▶ Problem description: Pick out every line in the listing below that contains the string "mountain", and copy each of those lines.

Source records

** Begin **

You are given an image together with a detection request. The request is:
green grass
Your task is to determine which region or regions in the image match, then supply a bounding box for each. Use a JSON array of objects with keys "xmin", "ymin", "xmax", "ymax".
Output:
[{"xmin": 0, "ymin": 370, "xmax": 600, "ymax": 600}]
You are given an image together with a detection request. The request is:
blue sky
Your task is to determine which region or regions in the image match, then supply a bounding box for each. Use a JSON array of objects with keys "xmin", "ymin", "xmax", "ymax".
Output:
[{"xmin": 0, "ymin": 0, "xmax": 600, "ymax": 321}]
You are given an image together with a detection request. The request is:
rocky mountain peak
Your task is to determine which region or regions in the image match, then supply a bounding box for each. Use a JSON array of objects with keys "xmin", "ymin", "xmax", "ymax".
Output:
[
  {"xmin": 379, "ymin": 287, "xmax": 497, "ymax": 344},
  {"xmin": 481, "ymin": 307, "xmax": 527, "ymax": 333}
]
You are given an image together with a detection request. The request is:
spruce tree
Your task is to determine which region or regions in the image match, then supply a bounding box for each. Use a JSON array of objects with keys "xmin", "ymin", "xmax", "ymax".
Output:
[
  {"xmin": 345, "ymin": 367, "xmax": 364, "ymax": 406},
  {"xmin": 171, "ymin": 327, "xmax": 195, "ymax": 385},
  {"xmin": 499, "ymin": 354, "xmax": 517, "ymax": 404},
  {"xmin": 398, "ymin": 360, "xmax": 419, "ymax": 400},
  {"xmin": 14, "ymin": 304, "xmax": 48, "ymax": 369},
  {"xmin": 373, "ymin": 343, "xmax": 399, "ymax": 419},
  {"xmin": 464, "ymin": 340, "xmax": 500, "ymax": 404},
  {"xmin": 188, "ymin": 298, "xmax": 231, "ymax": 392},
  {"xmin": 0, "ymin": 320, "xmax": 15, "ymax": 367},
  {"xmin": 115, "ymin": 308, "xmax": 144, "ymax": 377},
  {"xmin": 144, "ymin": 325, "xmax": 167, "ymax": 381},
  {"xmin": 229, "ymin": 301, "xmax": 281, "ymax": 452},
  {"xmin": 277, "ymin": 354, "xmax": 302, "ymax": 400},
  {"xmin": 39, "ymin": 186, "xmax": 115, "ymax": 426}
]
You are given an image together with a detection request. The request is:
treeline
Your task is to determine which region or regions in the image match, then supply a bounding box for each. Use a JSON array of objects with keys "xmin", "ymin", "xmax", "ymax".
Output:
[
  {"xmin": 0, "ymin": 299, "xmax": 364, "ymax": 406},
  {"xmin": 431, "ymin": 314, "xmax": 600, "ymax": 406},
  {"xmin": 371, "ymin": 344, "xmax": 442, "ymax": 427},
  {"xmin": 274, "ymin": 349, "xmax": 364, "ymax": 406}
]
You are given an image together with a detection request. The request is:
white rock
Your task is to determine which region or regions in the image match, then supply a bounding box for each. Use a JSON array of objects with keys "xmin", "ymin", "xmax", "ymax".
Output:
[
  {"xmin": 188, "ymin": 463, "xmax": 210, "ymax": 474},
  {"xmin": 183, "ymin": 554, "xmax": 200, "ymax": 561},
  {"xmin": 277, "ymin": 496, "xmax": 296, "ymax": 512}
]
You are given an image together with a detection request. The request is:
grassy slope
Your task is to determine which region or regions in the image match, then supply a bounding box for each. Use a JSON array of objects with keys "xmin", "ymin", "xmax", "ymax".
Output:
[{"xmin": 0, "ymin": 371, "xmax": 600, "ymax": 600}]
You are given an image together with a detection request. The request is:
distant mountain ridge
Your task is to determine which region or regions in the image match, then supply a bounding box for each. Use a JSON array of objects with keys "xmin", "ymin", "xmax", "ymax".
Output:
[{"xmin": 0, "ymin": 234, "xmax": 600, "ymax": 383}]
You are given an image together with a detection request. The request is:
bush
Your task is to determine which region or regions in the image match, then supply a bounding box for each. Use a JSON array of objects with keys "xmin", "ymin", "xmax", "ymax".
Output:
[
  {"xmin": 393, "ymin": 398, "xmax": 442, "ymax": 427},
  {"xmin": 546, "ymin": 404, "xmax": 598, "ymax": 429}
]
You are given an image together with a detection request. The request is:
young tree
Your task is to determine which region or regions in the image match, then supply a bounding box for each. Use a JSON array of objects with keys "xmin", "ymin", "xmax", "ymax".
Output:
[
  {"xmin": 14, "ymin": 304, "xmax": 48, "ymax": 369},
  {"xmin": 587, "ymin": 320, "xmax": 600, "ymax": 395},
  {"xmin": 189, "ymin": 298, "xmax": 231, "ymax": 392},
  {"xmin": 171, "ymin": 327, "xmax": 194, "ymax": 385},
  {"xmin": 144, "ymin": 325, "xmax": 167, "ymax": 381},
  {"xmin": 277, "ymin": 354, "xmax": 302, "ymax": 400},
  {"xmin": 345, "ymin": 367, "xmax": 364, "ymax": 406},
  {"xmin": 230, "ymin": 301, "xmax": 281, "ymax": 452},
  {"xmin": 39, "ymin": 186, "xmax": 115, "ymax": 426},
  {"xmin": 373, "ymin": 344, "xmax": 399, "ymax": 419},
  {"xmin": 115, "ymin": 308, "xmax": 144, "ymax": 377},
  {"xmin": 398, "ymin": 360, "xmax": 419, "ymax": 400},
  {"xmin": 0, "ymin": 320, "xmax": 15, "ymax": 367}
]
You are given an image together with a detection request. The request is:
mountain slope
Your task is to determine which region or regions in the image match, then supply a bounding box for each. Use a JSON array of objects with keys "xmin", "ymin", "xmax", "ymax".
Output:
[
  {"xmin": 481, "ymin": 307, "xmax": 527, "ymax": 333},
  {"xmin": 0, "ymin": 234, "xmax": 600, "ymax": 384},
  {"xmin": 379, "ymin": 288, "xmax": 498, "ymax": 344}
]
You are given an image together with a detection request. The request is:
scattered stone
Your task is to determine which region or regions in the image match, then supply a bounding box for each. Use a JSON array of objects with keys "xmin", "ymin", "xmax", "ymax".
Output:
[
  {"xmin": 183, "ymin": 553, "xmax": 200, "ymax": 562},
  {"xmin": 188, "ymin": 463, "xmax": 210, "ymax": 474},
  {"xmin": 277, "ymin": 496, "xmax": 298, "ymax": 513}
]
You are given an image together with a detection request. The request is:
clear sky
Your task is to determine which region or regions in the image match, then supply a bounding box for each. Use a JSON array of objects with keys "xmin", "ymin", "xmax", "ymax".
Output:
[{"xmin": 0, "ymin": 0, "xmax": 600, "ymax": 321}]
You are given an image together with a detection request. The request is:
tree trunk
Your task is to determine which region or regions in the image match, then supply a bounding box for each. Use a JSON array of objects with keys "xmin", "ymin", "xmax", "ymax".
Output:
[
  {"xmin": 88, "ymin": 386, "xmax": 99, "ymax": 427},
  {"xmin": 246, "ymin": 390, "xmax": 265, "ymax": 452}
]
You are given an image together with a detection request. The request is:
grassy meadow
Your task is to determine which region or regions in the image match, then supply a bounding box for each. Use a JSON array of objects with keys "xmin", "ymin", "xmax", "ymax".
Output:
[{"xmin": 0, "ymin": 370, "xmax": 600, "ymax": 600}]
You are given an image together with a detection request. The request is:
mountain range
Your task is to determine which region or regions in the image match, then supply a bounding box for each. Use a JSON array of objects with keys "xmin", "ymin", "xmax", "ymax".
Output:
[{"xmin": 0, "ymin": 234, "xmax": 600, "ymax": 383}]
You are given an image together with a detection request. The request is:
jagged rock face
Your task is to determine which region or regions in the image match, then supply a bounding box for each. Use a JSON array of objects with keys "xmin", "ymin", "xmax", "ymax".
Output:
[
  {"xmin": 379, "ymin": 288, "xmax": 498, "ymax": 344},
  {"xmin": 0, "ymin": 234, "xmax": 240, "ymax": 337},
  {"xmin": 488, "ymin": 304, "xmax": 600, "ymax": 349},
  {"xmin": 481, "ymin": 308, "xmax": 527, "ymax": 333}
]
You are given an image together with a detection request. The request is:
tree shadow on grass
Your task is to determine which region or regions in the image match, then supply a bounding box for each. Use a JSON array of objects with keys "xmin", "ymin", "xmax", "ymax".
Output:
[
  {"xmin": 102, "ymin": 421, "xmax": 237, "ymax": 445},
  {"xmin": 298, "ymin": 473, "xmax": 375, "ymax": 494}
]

** End **

▶ Result of this exercise:
rocky mountain peak
distant mountain ridge
mountain slope
mountain range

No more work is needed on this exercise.